◆ **Your instructions**: Restate the lines exactly, starting at the line that contains "of red boot." and finishing with the final line of the records.
--- Given records ---
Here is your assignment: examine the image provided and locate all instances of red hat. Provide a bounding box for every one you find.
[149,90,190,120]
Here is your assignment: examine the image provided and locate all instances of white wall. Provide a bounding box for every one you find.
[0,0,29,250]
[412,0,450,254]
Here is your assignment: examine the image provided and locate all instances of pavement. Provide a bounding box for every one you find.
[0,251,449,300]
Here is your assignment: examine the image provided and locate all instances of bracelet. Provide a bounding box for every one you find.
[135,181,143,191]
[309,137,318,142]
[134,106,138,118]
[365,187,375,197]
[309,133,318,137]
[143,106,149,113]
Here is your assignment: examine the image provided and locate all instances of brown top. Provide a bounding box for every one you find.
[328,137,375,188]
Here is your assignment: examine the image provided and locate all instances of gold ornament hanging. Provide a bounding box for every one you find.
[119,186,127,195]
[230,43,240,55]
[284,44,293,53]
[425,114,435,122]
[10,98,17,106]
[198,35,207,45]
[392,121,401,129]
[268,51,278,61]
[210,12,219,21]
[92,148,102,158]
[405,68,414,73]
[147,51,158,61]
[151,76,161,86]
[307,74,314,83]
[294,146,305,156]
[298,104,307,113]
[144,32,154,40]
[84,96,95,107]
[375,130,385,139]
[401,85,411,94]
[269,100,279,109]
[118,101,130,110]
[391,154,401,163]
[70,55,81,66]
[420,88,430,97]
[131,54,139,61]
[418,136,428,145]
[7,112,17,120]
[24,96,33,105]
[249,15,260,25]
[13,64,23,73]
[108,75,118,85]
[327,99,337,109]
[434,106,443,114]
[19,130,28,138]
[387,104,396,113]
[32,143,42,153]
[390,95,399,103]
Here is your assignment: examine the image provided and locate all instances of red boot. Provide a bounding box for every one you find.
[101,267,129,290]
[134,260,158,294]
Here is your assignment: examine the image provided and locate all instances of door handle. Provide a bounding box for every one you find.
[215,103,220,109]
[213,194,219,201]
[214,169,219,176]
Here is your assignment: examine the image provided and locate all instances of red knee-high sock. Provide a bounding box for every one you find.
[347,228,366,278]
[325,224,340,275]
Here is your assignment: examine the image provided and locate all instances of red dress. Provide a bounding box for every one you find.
---
◆ **Exercise solution**:
Here is your assignment: examine the image provided and locate all instances of red boot. Provide a bounding box for every one you find.
[101,267,129,290]
[134,260,158,294]
Here is your assignment: examine the image provided and locate all instances of door handle. Provide a bounding box for every one you find.
[215,103,220,109]
[213,194,219,201]
[214,169,219,176]
Here is your assignment: examine the image provided and locate all instances of red knee-high sock. Provide a bounding box for every one you find.
[347,228,366,278]
[325,224,340,275]
Here is your assignment: examine the image provided and locate all instances of red dress. Provide a bounding box for every one you find.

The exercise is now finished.